[Given entries Boundary: Start]

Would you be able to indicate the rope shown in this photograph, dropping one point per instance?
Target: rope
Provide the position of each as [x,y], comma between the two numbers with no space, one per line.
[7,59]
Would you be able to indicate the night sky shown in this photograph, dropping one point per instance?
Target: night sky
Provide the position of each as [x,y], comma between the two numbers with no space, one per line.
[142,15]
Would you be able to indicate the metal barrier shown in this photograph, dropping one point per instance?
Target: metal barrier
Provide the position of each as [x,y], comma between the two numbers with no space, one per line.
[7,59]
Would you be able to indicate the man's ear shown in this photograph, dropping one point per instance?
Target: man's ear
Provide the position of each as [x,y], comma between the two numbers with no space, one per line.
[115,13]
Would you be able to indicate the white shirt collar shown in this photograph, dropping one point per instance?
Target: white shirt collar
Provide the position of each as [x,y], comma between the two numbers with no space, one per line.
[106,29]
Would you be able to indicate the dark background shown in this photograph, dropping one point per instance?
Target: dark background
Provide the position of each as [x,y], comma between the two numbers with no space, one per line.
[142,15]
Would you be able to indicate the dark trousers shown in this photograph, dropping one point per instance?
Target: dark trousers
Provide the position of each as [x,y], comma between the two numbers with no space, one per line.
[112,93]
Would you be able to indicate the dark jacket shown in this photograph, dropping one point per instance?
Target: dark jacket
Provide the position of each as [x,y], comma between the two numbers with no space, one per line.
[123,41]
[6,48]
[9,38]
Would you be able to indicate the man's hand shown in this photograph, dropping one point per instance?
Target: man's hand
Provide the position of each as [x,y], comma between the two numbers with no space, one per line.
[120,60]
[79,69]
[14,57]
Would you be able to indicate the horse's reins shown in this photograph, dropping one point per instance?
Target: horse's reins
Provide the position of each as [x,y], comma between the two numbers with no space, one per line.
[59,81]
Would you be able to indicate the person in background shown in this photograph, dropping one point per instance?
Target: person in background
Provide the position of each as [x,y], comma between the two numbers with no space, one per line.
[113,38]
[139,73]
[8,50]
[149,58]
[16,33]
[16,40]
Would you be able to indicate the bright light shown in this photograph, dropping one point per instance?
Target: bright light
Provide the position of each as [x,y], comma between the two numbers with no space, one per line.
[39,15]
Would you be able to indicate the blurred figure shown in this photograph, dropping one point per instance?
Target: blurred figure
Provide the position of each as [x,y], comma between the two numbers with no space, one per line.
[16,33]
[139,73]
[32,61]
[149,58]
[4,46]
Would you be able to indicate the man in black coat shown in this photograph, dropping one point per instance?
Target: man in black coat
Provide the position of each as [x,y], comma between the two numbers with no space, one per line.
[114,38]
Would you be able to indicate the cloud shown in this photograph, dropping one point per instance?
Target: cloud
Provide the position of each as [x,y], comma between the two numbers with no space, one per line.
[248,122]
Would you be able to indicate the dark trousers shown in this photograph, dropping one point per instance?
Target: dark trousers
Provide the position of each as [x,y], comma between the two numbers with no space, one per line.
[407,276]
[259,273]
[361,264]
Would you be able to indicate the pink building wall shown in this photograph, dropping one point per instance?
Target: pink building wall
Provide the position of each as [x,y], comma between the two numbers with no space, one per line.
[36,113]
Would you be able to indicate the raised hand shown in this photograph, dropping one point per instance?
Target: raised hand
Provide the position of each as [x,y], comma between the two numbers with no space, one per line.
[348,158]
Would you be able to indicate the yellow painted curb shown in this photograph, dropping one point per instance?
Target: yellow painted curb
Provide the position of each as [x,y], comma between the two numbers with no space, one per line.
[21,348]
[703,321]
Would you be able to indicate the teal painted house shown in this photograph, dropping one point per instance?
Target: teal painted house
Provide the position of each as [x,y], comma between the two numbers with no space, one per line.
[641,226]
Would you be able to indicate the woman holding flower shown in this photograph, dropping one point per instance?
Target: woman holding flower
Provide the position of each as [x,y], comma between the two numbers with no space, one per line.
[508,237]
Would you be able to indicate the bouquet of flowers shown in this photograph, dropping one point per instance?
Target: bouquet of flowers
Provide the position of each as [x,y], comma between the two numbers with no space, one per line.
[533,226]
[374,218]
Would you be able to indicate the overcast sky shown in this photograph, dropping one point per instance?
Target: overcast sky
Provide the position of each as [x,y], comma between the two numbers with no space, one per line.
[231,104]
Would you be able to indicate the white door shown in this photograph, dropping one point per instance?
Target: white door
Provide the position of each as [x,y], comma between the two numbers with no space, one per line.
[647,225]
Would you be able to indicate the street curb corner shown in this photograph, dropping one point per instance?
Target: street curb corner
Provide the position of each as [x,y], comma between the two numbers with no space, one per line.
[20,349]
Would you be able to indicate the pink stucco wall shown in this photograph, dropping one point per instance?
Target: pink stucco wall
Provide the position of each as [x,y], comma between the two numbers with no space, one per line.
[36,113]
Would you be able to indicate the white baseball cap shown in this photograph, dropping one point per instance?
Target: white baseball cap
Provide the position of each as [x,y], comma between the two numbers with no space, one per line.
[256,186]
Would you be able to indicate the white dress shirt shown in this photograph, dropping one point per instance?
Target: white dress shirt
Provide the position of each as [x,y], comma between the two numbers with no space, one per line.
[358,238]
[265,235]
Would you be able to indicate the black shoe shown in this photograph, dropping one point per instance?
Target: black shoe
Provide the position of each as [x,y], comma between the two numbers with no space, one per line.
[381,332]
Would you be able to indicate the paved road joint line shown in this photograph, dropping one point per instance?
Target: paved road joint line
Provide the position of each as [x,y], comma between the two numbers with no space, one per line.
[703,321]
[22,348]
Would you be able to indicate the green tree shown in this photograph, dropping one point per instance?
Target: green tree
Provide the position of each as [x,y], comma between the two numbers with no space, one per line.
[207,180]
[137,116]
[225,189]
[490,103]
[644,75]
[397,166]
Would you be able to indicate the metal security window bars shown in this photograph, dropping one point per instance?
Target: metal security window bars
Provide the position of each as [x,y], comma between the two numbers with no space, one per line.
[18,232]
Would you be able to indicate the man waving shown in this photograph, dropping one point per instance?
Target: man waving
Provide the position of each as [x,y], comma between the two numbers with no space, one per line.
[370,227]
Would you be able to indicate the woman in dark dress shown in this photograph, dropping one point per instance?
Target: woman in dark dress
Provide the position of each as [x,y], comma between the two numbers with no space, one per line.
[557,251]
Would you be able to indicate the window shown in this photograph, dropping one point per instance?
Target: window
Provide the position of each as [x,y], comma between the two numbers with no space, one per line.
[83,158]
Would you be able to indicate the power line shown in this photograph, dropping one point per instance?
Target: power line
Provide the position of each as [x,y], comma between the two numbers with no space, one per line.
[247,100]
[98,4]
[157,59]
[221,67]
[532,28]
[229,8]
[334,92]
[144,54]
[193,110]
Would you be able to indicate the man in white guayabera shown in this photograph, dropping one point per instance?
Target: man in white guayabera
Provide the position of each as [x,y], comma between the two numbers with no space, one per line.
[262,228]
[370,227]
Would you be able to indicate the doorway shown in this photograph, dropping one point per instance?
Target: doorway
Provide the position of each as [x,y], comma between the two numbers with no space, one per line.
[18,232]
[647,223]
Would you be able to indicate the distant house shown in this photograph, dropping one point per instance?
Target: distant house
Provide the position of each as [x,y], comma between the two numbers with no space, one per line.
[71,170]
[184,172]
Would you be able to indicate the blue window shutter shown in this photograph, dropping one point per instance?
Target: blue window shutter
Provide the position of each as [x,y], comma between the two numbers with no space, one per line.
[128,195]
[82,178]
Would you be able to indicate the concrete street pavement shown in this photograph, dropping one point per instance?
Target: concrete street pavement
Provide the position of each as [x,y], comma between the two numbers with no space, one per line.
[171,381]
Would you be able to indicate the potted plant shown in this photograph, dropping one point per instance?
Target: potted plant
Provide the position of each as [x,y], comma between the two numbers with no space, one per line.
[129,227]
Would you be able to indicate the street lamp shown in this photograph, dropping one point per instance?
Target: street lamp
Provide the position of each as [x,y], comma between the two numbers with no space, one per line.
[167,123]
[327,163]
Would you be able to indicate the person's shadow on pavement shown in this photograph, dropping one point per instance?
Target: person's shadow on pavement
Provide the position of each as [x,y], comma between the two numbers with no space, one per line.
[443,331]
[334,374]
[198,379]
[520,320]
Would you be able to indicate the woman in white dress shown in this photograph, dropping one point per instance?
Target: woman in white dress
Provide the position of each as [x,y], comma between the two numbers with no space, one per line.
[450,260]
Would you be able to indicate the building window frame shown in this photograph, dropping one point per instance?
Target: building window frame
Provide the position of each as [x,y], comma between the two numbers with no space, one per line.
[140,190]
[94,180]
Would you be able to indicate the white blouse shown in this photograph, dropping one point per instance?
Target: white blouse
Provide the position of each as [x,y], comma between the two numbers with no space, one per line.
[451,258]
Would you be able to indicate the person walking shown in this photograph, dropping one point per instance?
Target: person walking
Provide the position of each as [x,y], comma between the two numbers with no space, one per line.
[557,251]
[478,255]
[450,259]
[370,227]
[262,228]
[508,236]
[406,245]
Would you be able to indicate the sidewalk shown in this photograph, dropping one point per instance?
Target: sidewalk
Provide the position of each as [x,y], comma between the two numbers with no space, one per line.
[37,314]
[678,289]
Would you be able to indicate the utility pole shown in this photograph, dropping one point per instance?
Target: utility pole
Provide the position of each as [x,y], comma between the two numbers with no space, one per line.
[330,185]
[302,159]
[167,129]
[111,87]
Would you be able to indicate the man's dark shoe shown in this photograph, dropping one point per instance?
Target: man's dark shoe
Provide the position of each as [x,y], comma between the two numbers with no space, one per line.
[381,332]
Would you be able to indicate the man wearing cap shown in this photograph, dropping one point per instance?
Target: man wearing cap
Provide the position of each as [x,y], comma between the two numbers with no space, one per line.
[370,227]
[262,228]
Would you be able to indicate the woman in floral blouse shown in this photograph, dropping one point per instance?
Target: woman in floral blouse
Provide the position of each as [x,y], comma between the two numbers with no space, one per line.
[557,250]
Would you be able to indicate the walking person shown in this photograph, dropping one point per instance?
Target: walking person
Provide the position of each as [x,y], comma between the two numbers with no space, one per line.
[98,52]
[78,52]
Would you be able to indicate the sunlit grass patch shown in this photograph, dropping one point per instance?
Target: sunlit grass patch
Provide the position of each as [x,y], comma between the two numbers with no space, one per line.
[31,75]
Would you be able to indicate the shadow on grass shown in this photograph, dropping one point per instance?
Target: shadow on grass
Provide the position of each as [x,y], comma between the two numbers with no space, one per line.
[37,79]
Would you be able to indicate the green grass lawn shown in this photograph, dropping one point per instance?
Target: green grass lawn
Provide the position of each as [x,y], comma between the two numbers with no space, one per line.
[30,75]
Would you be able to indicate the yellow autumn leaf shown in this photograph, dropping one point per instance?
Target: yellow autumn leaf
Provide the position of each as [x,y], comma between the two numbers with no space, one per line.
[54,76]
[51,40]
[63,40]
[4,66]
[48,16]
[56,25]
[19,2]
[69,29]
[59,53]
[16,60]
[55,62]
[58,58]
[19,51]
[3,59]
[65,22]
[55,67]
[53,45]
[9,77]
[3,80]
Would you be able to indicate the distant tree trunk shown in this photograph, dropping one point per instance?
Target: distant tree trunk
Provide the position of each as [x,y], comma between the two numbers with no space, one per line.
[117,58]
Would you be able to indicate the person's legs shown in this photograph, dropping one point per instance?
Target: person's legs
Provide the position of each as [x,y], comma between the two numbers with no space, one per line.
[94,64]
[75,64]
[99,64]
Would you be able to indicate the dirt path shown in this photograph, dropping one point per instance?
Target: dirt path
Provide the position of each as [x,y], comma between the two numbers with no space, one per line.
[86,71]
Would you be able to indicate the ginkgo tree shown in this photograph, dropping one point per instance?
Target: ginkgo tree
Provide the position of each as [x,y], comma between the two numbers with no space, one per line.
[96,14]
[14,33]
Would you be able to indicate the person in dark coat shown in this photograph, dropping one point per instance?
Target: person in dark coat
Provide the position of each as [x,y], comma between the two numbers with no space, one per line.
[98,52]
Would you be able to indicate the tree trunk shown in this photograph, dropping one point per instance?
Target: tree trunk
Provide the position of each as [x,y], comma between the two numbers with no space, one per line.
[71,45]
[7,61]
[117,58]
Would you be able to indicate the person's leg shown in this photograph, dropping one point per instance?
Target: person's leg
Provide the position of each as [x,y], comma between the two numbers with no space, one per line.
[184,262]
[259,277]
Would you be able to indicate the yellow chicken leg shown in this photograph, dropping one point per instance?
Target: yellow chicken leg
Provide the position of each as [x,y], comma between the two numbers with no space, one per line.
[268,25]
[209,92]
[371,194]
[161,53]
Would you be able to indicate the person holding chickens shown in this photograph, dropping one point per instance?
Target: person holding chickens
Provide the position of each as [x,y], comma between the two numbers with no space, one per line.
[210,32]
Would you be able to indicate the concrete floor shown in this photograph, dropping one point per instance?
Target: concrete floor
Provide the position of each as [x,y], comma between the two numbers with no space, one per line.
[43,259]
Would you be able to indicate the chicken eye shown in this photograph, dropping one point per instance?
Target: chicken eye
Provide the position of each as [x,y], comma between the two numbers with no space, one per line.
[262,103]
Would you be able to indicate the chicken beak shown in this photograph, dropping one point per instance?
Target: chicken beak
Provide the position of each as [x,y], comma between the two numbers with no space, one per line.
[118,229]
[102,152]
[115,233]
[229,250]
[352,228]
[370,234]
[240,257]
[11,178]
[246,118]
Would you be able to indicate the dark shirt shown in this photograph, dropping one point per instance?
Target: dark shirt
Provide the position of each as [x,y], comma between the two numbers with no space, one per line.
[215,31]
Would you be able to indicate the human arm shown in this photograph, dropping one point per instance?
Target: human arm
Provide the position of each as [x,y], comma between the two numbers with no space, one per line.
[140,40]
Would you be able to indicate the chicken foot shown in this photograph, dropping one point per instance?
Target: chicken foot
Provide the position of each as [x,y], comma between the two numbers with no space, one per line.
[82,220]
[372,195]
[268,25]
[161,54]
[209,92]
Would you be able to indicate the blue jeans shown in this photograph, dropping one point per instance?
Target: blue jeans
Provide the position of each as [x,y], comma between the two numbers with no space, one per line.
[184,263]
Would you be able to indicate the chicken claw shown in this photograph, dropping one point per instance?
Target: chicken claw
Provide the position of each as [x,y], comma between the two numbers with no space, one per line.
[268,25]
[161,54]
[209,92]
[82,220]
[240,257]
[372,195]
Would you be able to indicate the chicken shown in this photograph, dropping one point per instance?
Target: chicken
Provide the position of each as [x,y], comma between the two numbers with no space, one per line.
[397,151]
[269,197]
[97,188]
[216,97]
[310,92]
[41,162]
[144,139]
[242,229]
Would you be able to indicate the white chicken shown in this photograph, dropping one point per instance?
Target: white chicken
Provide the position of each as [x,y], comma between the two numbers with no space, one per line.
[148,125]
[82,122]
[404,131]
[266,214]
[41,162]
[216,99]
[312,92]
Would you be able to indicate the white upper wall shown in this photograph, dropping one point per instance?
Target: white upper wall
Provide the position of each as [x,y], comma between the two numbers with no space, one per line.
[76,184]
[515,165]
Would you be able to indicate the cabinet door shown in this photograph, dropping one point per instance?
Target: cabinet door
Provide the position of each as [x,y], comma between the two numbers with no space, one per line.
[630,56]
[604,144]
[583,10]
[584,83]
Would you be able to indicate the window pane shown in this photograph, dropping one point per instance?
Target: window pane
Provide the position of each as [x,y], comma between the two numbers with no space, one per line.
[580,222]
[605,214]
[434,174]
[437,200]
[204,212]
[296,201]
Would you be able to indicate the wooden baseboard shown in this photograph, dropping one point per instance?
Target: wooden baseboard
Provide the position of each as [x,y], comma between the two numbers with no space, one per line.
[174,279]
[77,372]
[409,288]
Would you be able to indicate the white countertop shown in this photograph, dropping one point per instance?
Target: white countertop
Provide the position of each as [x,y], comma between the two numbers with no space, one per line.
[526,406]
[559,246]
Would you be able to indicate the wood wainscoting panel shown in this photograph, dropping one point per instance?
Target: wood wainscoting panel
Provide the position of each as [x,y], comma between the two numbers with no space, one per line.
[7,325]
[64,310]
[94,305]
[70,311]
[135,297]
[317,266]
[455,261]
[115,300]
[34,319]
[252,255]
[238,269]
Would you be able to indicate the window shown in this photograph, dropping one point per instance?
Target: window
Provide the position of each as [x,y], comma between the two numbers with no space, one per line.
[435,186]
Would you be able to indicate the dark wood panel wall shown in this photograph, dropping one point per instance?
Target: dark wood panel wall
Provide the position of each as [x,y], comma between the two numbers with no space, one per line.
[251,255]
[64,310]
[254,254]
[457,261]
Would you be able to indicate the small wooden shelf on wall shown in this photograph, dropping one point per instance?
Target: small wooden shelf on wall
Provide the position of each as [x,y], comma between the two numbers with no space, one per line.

[Given entries Boundary: End]

• Exercise instructions
In the data above, find the line with "Would you be able to indicate the tree" and the line with "Target: chicken beak". Retype both, plus every line between them, exactly.

• Response to this exercise
Would you be able to indicate the tree trunk shown in this photograph, dropping one point per instance?
Target: tree trunk
Provide the position of each as [x,y], comma between the two numbers with no space, one per line.
[71,45]
[7,61]
[117,58]
Would you be able to indicate the person's leg shown in this photograph, dropping one point per instance?
Target: person's leg
Provide the position of each as [x,y], comma between the two numbers with no space, one per line.
[184,262]
[259,277]
Would you be able to indicate the yellow chicken leg shown in this photograph, dropping one point per instance?
Target: yellow chicken leg
Provide the position of each as [x,y], comma between the two numbers with no space, one per line.
[268,25]
[209,92]
[371,194]
[161,53]
Would you be able to indicate the person holding chickens shown in this photograph, dropping one point per instance?
Target: person holding chickens
Provide the position of each as [x,y], comma between the two numbers with no space, one per line.
[210,32]
Would you be able to indicate the concrete floor shown in this photograph, dropping one point per instance?
Target: concrete floor
Provide the position of each as [x,y], comma between the two numbers with no space, one per line.
[43,259]
Would you be able to indicate the chicken eye shown in this photograph, dropping one point per instance?
Target: chicken eye
Provide the position of each as [x,y], comma between the two numbers with no space, one per line.
[262,103]
Would you be able to indicate the chicken beak shown in this photograph, dropping one point per instance?
Target: chicken beak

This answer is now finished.